* **Extract to read**:

The Women Mountaineers of Chilliwack

Posted on: March 19th, 2018 by

Group photo of Nina Carleton, Irene and Gertrude Knight, William Knight, “Olealley” Louie, and Lyle and Carolyn Macken, 1907 [P1190]

Group photo of Nina Carleton, Irene and Gertrude Knight, William Knight, “Olealley” Louie, and Lyle and Carolyn Macken, 1907 [P1190]

During my research for the upcoming exhibition, Mountaineers: Community Experience in Chilliwack’s Mountains, I’ve discovered some great accounts of women exploring the local ranges. In fact, one of the initial factors that drew me to the exhibition theme, is that climbing and exploration of the nearby mountains has long been an activity for all genders to enjoy. The following is one example.

When William Knight led a party of seven up Lhílheqey (Mt. Cheam) in 1907, his daughters Irene and Gertrude, along with Mina Carleton and Carolyn Macken, joined the climb to the peak. Unlike today, this journey was a challenging multi-day climb that involved hiking up the north side of the mountain from a trail near Bridal Falls. Camping several nights on the mountainside, scrambling along loose rock, and at least one hold-your-breath dash along a narrow ledge were required parts of the climb.

To make the journey more practical, the women of 1907 eschewed the dress conventions of the day by wearing short(er) skirts. While still considered long and hampering by today’s standards, a member of the climbing party, Carl Grossman, observed that, “The girls had donned their climbing clothes and looked like a lot of school kids. Their skirts were cut to the knees and looked very funny.”1

Gertrude and Irene Knight rest at Prairie Camp, halfway up the Lhílheqey hike, 1907 [P1192]

Gertrude and Irene Knight rest at Prairie Camp, halfway up the Lhílheqey (Mt. Cheam) hike, 1907 [P1192]

Irene (Knight) Bunt and her sister Gertrude (Knight) Barber were in fact regular climbers of Lhílheqey (Mt. Cheam) and accompanied their father on countless trips to the peak. Bunt later recalled, “As a child we lived at Popcum and saw Cheam very well. Most years my father, William Knight, would take parties of young people up in August. We would leave early Monday morning and not get back until Sat. p.m. It was a delightful trip and we all…enjoyed it.”2

Unfortunately for Barber, she never reached the very top of the mountain. It appears that the various hiking parties inevitably had at least one member with a fear of heights, and poor “Gertie” was always selected to bring them back down to an easier part of the trail.

* **Set of tasks**:
A) In the post about the women mountaineers of Chilliwack, in which month did William Knight usually take parties of young people up the mountain?
B) Retype the passage of the post about Chilliwack's women mountaineers from "Unfortunately for Barber, she" to "of the trail.".

* **Data section**:

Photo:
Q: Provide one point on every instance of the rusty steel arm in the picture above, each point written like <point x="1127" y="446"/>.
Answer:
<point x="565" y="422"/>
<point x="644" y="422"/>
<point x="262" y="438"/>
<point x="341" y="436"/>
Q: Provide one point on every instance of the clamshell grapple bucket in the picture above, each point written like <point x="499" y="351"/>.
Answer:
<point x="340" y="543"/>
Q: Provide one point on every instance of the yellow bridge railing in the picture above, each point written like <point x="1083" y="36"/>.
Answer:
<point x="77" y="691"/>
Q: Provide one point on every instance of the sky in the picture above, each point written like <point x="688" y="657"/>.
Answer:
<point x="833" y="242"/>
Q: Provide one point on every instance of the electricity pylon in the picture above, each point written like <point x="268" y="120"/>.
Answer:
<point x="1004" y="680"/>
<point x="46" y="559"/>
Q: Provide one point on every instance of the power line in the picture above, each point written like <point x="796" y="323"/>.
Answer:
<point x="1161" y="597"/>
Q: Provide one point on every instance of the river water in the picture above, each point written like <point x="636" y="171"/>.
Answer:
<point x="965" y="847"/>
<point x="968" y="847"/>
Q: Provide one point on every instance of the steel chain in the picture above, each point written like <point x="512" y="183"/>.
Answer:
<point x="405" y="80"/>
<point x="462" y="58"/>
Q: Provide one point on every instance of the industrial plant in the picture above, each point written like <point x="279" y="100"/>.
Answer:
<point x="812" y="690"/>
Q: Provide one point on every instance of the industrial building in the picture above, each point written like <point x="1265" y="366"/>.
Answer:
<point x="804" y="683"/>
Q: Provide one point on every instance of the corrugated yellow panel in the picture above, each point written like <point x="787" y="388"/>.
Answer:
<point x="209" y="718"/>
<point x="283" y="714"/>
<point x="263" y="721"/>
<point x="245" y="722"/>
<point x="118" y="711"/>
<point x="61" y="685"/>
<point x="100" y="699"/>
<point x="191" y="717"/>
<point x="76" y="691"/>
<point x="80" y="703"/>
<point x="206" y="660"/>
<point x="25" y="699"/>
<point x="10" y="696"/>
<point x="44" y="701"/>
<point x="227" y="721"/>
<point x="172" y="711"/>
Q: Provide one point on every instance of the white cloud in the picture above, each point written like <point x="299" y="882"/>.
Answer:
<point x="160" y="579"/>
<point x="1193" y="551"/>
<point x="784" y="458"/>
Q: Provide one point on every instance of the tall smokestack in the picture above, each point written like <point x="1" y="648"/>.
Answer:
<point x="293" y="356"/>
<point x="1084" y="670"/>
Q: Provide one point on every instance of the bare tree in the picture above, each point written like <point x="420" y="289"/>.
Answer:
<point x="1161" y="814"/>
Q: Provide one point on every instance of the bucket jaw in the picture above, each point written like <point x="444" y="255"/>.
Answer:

* **The responses**:
A) August.

B)
Unfortunately for Barber, she never reached the very top of the mountain. It appears that the various hiking parties inevitably had at least one member with a fear of heights, and poor “Gertie” was always selected to bring them back down to an easier part of the trail.